** Opening MATERIAL SUPPLIED block **

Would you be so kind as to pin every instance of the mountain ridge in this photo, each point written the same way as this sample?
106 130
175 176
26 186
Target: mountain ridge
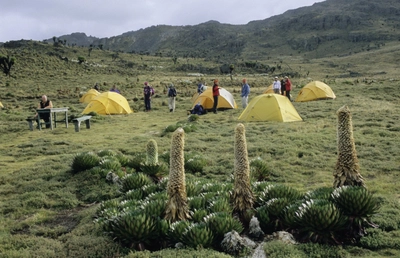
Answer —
329 28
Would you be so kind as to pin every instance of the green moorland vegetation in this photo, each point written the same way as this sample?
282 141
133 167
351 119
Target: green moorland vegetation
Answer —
48 202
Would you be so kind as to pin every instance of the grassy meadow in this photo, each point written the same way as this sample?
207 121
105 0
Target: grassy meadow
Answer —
47 211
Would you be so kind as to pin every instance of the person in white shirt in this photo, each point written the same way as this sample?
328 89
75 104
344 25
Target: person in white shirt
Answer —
276 86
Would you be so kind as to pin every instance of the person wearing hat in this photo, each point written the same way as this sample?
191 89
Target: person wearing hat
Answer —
171 97
283 87
215 95
147 93
288 86
276 86
245 93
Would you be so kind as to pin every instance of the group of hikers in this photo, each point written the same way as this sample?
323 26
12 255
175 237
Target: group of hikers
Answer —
284 86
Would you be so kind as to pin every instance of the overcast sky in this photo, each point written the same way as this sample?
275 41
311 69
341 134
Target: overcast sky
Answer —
43 19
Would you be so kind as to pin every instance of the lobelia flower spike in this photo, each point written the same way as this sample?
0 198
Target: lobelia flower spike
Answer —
177 206
152 152
242 196
347 170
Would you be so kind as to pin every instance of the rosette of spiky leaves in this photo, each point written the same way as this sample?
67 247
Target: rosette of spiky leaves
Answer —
194 163
177 207
198 235
259 170
176 230
84 161
196 202
288 217
221 190
358 204
126 205
278 191
242 195
107 211
263 217
104 153
323 193
198 214
161 230
136 160
155 171
221 223
149 189
347 169
134 181
162 184
151 152
135 194
110 163
193 188
275 208
258 188
124 160
133 227
320 221
219 205
157 196
153 208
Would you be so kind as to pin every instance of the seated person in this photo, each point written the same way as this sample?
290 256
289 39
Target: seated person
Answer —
45 103
114 89
198 110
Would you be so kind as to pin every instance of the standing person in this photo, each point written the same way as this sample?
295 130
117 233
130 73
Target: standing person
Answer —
114 89
276 86
147 92
215 95
288 86
171 97
245 93
44 104
200 88
283 87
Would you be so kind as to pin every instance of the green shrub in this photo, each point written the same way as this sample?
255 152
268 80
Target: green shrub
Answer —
221 223
133 228
194 163
84 161
198 235
134 181
377 239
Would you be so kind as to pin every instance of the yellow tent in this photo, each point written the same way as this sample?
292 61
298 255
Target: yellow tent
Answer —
88 96
269 90
270 107
108 103
225 99
315 90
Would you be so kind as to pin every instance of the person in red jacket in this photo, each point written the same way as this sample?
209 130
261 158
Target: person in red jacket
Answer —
215 95
288 87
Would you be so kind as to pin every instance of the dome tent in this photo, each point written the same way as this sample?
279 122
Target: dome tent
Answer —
314 91
108 103
88 96
270 107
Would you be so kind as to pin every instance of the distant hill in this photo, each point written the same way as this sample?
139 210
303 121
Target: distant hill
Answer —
330 28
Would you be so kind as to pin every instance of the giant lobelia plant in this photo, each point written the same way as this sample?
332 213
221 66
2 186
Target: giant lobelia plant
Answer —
177 207
242 195
347 170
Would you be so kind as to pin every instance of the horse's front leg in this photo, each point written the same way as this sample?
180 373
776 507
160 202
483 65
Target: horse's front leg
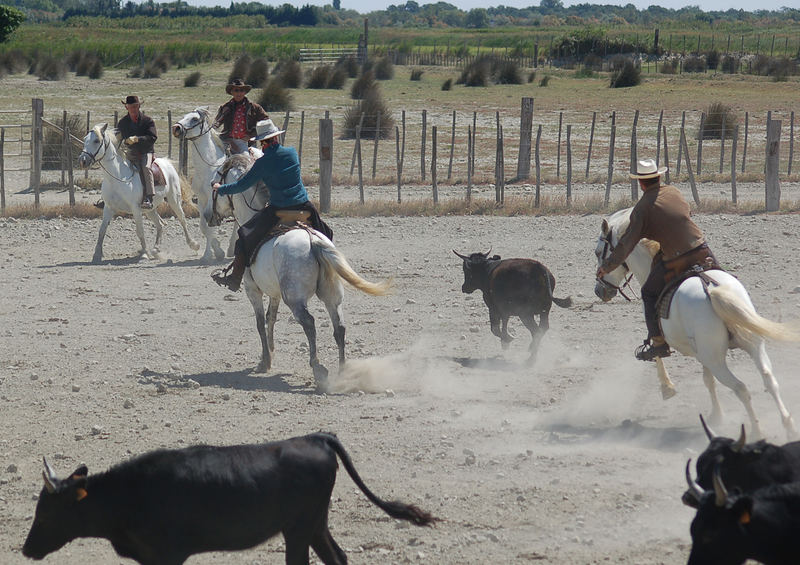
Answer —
256 298
101 234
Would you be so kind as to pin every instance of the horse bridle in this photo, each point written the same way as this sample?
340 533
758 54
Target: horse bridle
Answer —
609 246
104 146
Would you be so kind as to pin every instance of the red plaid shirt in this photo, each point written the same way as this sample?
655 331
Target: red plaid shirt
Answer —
239 130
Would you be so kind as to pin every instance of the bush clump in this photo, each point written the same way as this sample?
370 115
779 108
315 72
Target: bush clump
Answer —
715 115
370 106
258 74
192 80
275 97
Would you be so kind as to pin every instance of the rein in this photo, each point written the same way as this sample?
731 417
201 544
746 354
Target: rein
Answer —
609 246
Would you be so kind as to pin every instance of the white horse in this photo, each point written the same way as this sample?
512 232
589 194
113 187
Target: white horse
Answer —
293 267
703 324
122 188
208 155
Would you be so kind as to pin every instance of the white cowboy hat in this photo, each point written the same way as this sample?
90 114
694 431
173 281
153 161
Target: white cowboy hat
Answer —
266 129
647 169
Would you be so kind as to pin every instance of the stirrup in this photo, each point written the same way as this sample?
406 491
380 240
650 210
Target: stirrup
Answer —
648 352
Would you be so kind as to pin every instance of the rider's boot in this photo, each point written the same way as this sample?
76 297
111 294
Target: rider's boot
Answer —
231 276
652 348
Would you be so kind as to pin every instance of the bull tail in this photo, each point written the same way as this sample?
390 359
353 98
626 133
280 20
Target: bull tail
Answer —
741 318
333 262
395 509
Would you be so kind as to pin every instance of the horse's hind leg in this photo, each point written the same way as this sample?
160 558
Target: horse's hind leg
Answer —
256 298
761 359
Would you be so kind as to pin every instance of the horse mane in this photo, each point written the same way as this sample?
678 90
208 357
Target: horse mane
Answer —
624 219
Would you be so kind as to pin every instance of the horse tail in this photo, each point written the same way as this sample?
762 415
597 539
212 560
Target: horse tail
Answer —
740 317
333 262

** Closing MATERIAL SUPPLIED block **

Set down all of the material above exactly as written, leaving the pictures out.

Would you be so kind as to pin every instance of the mountain ridge in this photo, each point written the same way as this sample?
106 130
175 176
26 186
Target: mountain ridge
Answer —
329 28
Would you be so kind as to pin every instance of the green moorland vegetation in this photo, each point written the same way as this sample?
282 141
133 167
351 119
Target: green moorland vegetation
Answer —
48 202
Would you be so kind as to pin every instance of the grassy meadow in this photo, each point written the same way as this sample?
207 121
105 0
Target: grassy meadow
Answer —
47 211
Would you be so kind as to pin every instance of the person in white shirt in this photo, each point written the same way as this sample?
328 89
75 104
344 25
Target: person in white shirt
Answer —
276 86
Would you be so kind as to pin every instance of the person wearing hat in this photo, each point written the same way as this sample?
191 89
Target: person wearing hat
Answer —
171 97
283 87
215 95
147 93
288 86
276 86
245 93
Would you be so kind as to pin every instance of the group of hikers in this photo, each point written the same way as this sample?
323 26
12 255
175 237
Target: group of hikers
Answer —
284 86
Would you be so kind as to pin every instance of the overcast sky in this photo, each point written the same way as this sample?
275 41
311 69
341 134
Target: overcast sky
Answer —
43 19
Would you be so kind as to pin every instance of the lobelia flower spike in this photo, each point written the same way as this sample?
0 198
Target: lobelia flower spike
Answer —
177 206
152 152
242 196
347 170
Would you be so kind as to pin every instance of the rosette of spiky leaves in this photo, each point written the same way as this sample?
67 247
Target: rosette of spiky leaves
Answer —
194 163
177 207
198 235
259 170
176 230
84 161
196 202
288 217
221 190
358 204
126 205
278 191
242 195
107 211
263 217
104 153
323 193
198 214
161 230
136 160
155 171
221 223
149 189
347 169
134 181
162 184
151 152
135 194
110 163
193 188
275 208
258 188
124 160
133 227
320 221
219 205
157 196
153 208
Would you be so kind as to pin every instance of the seated person in this photo, each point written the same way as this sample?
290 256
289 39
Target: seated person
Answer —
45 103
114 89
198 110
Would you be so kind as to pin every instance of the standing person in this photo, each point written the same way as this sample?
295 130
117 233
130 73
Target: standing person
Answer —
114 89
276 86
147 92
215 95
288 86
171 97
245 93
44 104
200 88
283 87
Would you be so kind as to pin every instance of the green shrub in this photo, each point written the same way as this sample?
255 152
268 80
Target: green shrub
Answer —
221 223
133 228
194 163
84 161
198 235
134 181
377 239
Would you be so kind as to pin every instance of the yellow tent in this photo, each point written the same way as this sample?
292 61
298 255
Target: yellow tent
Answer —
88 96
269 90
270 107
108 103
225 99
315 90
Would you be so kind as to pin every instance of the person in red jacket in this photo, each point written the same way as this sample?
209 130
261 158
Target: person in red jacket
Answer —
215 95
288 87
Would you be so kind as to pin every instance of the dome tent in this photo, each point written the same way as this sample?
279 122
Target: dome tent
Answer —
314 91
108 103
88 96
270 107
Would you be so kind as to pin every instance of the distant hill in this photo, each point written the same way as this sample?
139 210
303 121
Target: distant hill
Answer —
330 28
Would you be so kind as to pin every instance of the giant lobelia plant in this photo, each point written the same way as this sample?
332 213
221 66
2 186
Target: giant lobelia plant
Answer —
177 207
242 195
347 170
Would you be so kind as to pin every instance of the horse's front leg in this photo, each point written the same way as this sample?
180 373
776 507
160 202
483 65
Target: horse's front leg
Answer —
256 298
101 234
Would you be so kind as to pin every instance of the horse bridle in this photo, each point written the same way as this sample?
340 533
758 54
Target: horse bridle
Answer —
609 246
104 146
Would you be so kind as to pin every instance of the red plaid shirt in this photo, each point written the same way as this sample?
655 331
Target: red plaid shirt
Answer —
239 130
Would you be so kind as to pin every instance of the bush clump in this photo, each point written the same way as this sample?
370 115
779 108
315 72
Target: bush clump
Answer —
715 115
370 106
258 74
192 80
275 97
Would you be so kind as to pin every instance of the rein in this photo, each point written the same way as this sample?
731 417
201 544
746 354
Target: rein
Answer —
609 246
Would you be so kind as to pin every instance of the white horse in this photo, each point written the same way as this sample?
512 232
589 194
113 187
Target: white horse
Answer —
293 267
703 324
122 188
208 155
Would you be so kind as to pin every instance of the white cowboy hat in this photo, each point written the same way as this sample?
90 114
694 431
173 281
153 161
Target: white cowboy hat
Answer —
266 129
647 169
Would you be so kind as to pin every instance of the stirrup in this photo, each point written the same way as this sample?
406 491
380 240
650 210
Target: stirrup
Answer —
648 352
Would you be so kind as to pin every instance of the rider's boot in this photo, each point written the same way as this sample?
76 297
111 294
Target: rider's boot
Answer —
231 276
652 348
Would you be so kind as to pin every instance of the bull tail in this photo, each point written the same way as this sample?
390 359
353 98
626 133
280 20
Target: bull tail
Answer —
741 318
333 262
395 509
Would you be so kind as to pin every instance of the horse's hind leg in this photo, each point written the same way as this sample?
160 558
Target: horse's hind leg
Answer —
256 298
761 359
Would you be so kind as to pin every instance of the horse mane in this photo, each point written the same way as this sample?
678 90
208 357
Target: horse mane
Answer —
624 219
Would you be so kind as to pin every instance of the horse tail in this photo, each point written the same way as this sample?
762 415
597 539
212 560
Target: horse tail
Answer —
740 317
333 262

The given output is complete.